[Job] Retype the part of the hunt hack thread starting at "Informal wear to" and ending at "- very unsafe!)", keeping every character unchanged.

[Page text]
>>>>>
# Hunt hack wear?



## LizzieandPatrick (7 July 2016)

Hi

Im rather clueless about hunting so forgive me if Im in wrong category - Im hoping to join a hunt hack - a ride escorted by a hunt - and is said informal wear. What does this mean - no tweeds? I would love to wear my tweeds but don't want to look stupid...

Thanks Lizzie (and Patrick, who also likes to join the big boys therefore wouldn't want to look stupid!)


----------



## Starzaan (7 July 2016)

Informal wear to me would mean just every day jods or breeches and polo shirt. 

If my pack were specifying that it was tweed they would say ratcatcher, not informal.

The most sensible thing to do would be to call the secretary and ask.


----------



## Shay (7 July 2016)

Agree with Starzaan (and Yes OP  - you are in the right place).  Our hunt rides specify informal wear which people take any which way!  You won't look daft in tweeds if that is what you want to wear - but you will probably cook.  We usually aim for "neat and workmanlike".  Muted colours or XC colours, dark Johds.  Hair up (which is for safety anyway) and gloves.  But others come Hi Vizzed up, or even in hoodies, and thats fine too.  But if you are worried call the secretary and ask.  (Please don't hack or do hunt rides in a hoodie - very unsafe!)


----------



## smja (7 July 2016)

My local hunts do this, I generally wear dark breeches and a polo top.

I've not seen anyone in tweed, but I third giving the secretary a ring and asking.


----------



## LizzieandPatrick (7 July 2016)

Thanks guys!!


----------



## LouisCat (22 July 2016)

I would wear dark jods and a smartish polo top


----------
<<<<<
[Data entries]
>>>>>
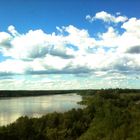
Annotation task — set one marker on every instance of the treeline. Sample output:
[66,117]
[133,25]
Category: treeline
[22,93]
[108,116]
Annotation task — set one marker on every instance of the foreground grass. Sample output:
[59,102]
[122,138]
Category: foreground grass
[108,116]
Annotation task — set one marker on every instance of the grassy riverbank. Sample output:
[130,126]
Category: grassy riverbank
[109,115]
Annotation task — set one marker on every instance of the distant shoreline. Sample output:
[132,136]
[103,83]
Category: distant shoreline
[26,93]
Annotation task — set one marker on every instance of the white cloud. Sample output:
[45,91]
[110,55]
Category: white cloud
[74,51]
[106,17]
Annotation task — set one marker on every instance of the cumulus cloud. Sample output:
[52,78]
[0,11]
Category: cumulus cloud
[106,17]
[71,50]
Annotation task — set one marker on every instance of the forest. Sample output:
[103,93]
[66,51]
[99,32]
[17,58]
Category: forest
[112,114]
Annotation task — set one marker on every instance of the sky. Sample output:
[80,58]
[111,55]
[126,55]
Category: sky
[69,44]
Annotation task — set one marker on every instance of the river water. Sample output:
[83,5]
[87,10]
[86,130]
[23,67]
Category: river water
[13,108]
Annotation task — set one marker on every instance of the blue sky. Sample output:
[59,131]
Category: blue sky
[61,44]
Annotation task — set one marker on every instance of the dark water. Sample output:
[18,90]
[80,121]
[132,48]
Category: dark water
[13,108]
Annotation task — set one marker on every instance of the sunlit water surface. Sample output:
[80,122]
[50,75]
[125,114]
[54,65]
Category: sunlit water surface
[13,108]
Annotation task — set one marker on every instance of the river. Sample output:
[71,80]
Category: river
[36,106]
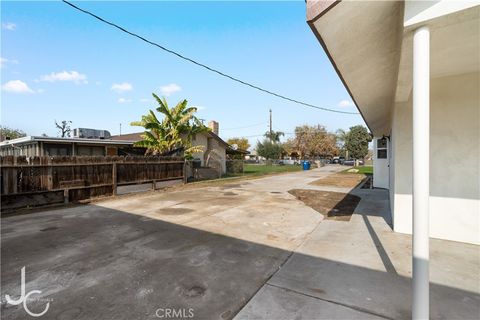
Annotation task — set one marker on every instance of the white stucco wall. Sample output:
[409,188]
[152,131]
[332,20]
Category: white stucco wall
[202,140]
[454,160]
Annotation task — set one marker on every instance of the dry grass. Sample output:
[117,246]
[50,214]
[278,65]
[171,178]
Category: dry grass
[333,205]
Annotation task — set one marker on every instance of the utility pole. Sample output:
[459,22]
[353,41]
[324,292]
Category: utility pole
[271,132]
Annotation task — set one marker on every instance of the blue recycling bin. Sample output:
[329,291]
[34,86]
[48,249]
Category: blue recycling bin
[306,165]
<<<<<
[Task output]
Informal wear to me would mean just every day jods or breeches and polo shirt. 

If my pack were specifying that it was tweed they would say ratcatcher, not informal.

The most sensible thing to do would be to call the secretary and ask.


----------



## Shay (7 July 2016)

Agree with Starzaan (and Yes OP  - you are in the right place).  Our hunt rides specify informal wear which people take any which way!  You won't look daft in tweeds if that is what you want to wear - but you will probably cook.  We usually aim for "neat and workmanlike".  Muted colours or XC colours, dark Johds.  Hair up (which is for safety anyway) and gloves.  But others come Hi Vizzed up, or even in hoodies, and thats fine too.  But if you are worried call the secretary and ask.  (Please don't hack or do hunt rides in a hoodie - very unsafe!)